• [TO DO] Copy out the listing from its start up to and including the line with "111 167 L 111", keeping every line, the requests too. In the answer markup only, change each number by -18, both the viewBox values and the outline coordinates.

[Dataset excerpt]
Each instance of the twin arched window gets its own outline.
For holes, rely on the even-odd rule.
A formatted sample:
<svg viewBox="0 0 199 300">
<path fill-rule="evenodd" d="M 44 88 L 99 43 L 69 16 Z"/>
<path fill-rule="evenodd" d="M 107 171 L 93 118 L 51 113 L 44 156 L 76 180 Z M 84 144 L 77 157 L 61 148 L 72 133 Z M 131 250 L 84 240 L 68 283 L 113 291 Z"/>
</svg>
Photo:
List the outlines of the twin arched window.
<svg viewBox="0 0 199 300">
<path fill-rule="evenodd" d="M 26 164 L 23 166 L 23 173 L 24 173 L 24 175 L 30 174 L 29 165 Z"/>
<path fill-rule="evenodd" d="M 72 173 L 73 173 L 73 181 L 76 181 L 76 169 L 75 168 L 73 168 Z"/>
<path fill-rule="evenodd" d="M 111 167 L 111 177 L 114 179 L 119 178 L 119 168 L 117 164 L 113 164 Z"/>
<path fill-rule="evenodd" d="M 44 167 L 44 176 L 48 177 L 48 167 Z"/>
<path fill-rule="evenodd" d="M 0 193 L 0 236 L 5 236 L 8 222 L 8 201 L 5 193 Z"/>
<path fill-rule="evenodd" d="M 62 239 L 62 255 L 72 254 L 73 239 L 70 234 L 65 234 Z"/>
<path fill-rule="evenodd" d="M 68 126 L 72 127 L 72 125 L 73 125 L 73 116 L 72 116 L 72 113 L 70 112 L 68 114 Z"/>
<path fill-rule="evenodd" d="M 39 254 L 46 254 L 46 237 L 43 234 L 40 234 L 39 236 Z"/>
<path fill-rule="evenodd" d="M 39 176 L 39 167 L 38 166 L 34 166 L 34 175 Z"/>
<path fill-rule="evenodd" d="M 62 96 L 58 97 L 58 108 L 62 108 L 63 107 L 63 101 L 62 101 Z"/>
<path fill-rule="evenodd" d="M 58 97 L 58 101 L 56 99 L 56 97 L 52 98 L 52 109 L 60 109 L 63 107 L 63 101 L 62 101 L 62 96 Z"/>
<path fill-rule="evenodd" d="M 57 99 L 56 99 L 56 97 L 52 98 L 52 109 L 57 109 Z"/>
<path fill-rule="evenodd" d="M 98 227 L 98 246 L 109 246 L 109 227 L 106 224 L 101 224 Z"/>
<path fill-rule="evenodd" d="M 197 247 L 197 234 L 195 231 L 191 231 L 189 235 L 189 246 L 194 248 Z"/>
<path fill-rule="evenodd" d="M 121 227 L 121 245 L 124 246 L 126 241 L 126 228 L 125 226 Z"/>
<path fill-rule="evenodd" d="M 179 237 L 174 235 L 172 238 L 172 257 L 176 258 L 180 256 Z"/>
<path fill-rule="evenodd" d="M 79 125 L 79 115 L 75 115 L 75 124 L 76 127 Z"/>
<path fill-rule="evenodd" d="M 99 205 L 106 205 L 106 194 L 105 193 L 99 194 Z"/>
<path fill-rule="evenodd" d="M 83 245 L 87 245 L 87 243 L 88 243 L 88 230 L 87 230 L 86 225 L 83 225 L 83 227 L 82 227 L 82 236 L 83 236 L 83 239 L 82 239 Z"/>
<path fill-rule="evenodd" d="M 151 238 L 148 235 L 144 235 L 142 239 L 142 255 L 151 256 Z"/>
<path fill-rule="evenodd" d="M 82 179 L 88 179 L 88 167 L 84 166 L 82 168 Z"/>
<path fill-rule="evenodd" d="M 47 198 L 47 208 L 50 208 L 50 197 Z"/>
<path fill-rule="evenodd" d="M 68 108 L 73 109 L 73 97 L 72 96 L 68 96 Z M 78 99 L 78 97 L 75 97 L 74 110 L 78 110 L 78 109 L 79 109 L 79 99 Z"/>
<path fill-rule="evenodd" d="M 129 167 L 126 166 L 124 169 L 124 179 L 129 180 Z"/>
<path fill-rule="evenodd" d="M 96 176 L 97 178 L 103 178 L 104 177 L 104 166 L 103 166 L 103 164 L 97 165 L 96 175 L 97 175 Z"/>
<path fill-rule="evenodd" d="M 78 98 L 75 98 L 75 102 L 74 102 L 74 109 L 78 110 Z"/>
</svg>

• [TASK OUTPUT]
Each instance of the twin arched window gets its own outline.
For holes, rely on the even-odd rule.
A formatted sample:
<svg viewBox="0 0 199 300">
<path fill-rule="evenodd" d="M 44 88 L 99 43 L 69 16 Z"/>
<path fill-rule="evenodd" d="M 107 171 L 93 118 L 51 113 L 44 156 L 76 180 Z M 84 144 L 77 157 L 61 148 L 72 133 Z M 131 250 L 84 240 L 68 283 L 113 291 Z"/>
</svg>
Photo:
List the outlines of the twin arched window.
<svg viewBox="-18 -18 181 282">
<path fill-rule="evenodd" d="M 8 146 L 5 148 L 5 155 L 6 155 L 6 157 L 12 156 L 11 147 Z"/>
<path fill-rule="evenodd" d="M 54 155 L 55 155 L 55 163 L 58 163 L 58 151 L 57 150 L 55 150 Z"/>
<path fill-rule="evenodd" d="M 93 149 L 93 159 L 96 161 L 101 160 L 101 150 L 99 146 L 95 146 Z"/>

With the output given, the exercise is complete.